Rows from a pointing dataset
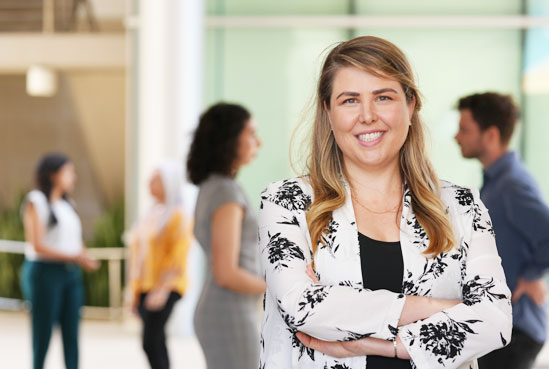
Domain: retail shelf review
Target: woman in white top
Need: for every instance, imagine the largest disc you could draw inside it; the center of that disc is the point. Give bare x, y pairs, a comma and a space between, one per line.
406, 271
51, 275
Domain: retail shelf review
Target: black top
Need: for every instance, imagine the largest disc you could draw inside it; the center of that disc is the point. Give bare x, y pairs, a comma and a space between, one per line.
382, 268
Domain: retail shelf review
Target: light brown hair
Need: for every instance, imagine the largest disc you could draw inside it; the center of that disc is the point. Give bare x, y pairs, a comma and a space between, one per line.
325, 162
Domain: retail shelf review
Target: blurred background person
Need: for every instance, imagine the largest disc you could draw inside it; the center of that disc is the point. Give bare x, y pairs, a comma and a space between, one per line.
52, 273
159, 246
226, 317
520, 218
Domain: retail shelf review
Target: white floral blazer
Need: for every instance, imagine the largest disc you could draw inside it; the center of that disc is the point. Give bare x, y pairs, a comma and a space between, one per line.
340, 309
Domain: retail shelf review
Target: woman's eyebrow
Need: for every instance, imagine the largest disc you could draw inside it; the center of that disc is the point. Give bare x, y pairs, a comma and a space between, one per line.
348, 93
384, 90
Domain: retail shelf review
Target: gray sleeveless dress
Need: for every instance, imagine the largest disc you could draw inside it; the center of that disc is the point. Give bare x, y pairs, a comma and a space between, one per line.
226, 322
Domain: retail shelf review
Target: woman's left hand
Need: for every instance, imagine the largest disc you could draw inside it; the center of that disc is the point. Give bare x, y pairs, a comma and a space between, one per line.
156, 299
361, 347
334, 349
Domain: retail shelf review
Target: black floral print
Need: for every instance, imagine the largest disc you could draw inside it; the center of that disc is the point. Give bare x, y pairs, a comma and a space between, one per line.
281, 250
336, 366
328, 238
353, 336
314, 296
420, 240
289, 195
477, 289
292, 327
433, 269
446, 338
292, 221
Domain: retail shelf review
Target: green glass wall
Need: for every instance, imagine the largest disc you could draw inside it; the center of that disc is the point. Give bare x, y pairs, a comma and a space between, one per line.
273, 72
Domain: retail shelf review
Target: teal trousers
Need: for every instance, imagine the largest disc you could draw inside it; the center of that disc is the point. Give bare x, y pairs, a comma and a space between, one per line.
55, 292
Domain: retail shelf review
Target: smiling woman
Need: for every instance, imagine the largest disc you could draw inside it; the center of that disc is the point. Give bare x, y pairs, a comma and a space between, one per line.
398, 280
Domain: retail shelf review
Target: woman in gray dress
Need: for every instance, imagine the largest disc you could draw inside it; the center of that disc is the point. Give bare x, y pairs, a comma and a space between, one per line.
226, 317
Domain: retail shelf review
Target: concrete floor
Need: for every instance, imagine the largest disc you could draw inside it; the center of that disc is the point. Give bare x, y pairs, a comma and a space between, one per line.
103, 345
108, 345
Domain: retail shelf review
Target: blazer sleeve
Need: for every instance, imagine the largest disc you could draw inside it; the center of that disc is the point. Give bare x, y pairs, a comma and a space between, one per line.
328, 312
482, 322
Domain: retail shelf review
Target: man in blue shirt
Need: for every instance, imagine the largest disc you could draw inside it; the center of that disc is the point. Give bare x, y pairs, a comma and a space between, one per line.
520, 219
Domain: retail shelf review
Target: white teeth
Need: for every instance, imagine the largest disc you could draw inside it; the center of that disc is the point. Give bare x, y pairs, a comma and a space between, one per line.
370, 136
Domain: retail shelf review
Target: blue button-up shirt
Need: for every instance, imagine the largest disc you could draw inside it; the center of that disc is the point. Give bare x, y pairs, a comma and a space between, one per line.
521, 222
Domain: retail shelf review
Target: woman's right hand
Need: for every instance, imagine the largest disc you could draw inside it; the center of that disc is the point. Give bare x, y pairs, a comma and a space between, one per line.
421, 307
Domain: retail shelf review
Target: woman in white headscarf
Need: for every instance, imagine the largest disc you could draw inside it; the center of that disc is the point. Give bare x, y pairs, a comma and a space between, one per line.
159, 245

→ Short exercise:
Copy out each line of the records above that contains the word "blue", leaving out all other lines.

→ Answer to this problem:
Target: man in blue shirt
Target: blue button-up shirt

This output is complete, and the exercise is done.